→ **Requirement**:
Copy out the final stretch of the listing: the line that contains "Check that every instance of the smiling" and all lines after it, exactly as they appear.

══ The data

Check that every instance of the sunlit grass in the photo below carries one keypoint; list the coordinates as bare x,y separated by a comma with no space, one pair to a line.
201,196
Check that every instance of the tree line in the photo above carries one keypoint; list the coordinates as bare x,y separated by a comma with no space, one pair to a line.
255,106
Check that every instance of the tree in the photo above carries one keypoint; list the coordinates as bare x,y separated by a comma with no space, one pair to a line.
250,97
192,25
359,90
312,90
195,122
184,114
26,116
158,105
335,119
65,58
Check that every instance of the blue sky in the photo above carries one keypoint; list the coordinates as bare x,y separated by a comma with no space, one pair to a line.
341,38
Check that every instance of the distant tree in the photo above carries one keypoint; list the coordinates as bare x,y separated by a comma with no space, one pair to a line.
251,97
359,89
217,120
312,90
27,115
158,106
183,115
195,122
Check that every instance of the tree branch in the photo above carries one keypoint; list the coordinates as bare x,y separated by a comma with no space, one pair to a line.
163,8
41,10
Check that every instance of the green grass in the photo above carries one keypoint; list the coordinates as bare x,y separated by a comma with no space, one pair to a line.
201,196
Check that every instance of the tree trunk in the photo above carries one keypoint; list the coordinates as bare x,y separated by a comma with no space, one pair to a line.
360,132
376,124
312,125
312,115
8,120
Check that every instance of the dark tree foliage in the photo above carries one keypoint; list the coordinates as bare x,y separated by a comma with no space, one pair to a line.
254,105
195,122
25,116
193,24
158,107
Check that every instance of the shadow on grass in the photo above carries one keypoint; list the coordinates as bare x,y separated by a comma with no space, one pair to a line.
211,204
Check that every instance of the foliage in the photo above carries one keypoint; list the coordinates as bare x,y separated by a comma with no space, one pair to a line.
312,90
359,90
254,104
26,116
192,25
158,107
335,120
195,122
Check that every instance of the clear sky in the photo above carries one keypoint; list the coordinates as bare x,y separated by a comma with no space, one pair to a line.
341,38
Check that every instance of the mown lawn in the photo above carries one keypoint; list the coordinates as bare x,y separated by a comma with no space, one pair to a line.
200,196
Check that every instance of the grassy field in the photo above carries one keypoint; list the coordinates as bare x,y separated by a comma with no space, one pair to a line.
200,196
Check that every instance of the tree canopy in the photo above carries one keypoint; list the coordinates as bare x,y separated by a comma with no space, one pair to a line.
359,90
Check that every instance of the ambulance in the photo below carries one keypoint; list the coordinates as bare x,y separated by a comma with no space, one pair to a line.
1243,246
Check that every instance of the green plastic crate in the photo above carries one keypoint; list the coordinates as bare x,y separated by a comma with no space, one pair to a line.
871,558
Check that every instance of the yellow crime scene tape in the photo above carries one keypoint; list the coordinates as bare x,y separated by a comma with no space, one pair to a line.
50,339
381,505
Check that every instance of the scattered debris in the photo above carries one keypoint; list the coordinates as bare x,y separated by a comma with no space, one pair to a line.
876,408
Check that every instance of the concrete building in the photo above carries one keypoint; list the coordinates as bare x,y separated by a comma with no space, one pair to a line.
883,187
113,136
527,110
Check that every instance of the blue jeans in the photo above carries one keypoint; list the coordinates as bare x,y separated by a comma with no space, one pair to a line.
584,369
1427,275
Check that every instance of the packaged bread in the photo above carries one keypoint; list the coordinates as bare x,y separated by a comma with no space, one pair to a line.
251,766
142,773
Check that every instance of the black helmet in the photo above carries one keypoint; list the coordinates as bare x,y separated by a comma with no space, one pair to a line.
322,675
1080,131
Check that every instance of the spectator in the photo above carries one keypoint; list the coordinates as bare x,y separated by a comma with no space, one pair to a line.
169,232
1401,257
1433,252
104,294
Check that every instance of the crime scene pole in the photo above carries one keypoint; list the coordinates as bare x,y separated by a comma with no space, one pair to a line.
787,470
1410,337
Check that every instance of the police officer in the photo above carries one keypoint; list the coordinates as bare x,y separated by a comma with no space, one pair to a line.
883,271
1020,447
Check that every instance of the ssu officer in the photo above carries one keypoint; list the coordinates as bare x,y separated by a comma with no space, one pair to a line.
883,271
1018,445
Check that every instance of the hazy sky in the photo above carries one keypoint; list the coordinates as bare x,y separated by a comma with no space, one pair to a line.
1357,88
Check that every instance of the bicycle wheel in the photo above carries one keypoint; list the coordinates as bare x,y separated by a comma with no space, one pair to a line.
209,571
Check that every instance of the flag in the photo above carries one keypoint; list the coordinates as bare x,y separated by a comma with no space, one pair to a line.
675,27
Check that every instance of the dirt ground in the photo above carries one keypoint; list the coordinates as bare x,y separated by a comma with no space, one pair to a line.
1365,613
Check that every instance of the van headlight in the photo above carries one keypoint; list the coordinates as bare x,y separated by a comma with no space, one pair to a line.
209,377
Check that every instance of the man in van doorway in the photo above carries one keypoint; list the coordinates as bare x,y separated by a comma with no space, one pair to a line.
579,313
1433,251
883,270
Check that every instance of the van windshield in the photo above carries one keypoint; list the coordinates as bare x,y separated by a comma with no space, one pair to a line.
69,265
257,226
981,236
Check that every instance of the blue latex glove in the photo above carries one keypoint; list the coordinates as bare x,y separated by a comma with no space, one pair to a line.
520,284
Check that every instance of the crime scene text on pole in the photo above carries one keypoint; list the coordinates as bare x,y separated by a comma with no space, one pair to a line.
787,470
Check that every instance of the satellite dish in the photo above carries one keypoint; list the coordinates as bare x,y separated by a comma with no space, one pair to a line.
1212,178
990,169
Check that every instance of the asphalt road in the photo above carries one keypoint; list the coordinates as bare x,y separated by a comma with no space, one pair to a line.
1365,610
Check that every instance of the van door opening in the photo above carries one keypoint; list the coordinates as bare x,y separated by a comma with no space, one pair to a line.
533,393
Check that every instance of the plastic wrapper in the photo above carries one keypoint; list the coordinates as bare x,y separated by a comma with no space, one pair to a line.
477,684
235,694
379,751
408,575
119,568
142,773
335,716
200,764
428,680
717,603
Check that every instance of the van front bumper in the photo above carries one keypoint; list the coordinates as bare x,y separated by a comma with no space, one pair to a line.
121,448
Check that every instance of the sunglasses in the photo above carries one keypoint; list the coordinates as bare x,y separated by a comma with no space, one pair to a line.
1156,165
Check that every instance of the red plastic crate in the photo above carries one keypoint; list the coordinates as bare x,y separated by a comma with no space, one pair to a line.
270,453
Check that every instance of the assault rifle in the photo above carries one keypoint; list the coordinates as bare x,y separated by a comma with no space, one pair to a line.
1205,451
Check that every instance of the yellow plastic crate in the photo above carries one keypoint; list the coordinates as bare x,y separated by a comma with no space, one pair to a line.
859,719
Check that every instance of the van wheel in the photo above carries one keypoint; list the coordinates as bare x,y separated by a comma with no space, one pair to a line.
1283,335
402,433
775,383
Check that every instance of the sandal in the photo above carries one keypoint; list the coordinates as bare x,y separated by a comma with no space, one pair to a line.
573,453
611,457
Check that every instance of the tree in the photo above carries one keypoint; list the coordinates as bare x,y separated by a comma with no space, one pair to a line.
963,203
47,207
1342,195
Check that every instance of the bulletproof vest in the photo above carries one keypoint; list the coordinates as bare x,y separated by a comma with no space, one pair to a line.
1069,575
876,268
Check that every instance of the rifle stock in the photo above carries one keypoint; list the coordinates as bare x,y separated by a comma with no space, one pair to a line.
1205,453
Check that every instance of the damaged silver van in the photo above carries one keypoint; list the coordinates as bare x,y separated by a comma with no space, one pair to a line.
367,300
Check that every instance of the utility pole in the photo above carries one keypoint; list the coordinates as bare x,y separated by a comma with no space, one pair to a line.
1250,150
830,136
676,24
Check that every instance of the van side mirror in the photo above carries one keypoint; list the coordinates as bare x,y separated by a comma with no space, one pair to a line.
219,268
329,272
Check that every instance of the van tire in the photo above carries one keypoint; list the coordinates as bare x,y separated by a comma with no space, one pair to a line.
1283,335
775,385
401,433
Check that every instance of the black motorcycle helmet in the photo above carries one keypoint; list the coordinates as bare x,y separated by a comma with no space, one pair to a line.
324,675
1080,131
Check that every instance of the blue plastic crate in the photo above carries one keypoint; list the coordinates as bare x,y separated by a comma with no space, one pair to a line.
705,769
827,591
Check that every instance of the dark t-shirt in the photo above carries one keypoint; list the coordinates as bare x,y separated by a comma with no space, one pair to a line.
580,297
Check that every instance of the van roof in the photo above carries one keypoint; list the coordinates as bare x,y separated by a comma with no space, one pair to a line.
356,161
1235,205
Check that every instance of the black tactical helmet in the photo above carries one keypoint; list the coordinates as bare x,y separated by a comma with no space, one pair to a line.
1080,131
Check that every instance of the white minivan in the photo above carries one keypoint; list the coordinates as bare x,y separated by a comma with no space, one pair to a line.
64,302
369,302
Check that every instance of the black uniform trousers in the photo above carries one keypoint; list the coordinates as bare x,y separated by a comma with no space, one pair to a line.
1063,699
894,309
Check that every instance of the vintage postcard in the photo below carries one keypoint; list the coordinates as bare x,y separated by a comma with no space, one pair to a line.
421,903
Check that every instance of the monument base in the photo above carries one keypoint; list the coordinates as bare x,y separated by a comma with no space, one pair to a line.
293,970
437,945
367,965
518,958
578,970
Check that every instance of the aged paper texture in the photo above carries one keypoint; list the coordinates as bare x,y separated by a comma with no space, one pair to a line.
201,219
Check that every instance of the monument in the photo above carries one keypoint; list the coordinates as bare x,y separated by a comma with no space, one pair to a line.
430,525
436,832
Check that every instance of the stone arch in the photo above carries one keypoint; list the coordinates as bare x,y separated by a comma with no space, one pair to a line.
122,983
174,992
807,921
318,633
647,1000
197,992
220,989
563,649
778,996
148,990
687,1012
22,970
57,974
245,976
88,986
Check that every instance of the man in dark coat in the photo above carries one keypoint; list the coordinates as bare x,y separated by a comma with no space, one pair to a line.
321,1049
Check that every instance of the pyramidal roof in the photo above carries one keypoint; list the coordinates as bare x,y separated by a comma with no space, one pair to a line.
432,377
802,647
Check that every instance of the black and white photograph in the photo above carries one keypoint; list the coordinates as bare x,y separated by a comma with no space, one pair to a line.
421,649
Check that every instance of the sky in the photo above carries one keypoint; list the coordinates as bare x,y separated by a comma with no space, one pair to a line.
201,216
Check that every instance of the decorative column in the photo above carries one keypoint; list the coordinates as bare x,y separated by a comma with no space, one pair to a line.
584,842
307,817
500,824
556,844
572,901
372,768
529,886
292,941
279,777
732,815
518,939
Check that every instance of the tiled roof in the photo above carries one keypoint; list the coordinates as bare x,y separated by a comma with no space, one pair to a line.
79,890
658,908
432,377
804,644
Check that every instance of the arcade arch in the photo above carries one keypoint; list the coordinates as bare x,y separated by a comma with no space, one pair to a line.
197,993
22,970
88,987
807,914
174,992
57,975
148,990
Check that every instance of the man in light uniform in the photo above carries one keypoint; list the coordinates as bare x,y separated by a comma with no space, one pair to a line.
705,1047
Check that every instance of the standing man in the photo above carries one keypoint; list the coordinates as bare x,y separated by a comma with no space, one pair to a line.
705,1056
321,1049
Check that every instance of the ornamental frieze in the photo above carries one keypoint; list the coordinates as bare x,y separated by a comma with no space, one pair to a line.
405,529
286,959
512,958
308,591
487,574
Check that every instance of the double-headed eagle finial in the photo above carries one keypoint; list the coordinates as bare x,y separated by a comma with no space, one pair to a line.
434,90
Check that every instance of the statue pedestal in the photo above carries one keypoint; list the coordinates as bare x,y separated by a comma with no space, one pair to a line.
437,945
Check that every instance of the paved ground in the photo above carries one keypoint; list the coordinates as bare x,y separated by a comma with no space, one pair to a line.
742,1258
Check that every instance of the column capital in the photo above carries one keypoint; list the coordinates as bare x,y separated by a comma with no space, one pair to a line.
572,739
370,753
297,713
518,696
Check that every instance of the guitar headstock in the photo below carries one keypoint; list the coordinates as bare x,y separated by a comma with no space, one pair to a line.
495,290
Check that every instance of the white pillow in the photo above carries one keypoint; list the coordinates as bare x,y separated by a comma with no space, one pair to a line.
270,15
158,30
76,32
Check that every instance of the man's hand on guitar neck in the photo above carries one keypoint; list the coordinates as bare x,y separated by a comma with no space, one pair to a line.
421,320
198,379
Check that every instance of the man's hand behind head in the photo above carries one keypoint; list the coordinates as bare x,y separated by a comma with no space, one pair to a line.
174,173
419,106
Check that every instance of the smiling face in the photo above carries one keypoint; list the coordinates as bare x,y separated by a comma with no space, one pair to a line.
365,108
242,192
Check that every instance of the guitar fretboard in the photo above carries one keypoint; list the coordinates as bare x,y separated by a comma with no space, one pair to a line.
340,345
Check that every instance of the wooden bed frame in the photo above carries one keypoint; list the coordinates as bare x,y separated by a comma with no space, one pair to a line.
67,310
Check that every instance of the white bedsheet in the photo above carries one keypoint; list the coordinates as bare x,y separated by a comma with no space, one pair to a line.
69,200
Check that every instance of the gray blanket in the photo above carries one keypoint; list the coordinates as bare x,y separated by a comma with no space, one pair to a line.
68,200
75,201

════

→ **Your response**:
Check that every instance of the smiling face in the photo above carries one keypoint; list the coordinates as bare x,y separated by a comma with no space, one pair to a line.
365,108
242,192
Check that every instance of the guitar fretboard in the photo above carries one keypoint; list the coordinates as bare x,y separated by a comma with no space, one pair to a line.
340,345
Check that every instance of the wooden bed frame in the photo above carries one keypoint; list the coordinates as bare x,y separated by a comma with no space, one pair to a line.
67,310
Check that every instance of the white bedsheet in the photo above carries one keypoint; list the coordinates as bare x,y separated by a comma with no space, one pair to a line.
69,200
Check that every instance of the gray blanket in the photo above carries one keypoint; list the coordinates as bare x,y separated by a comma with no space, one pair to a line.
68,200
75,201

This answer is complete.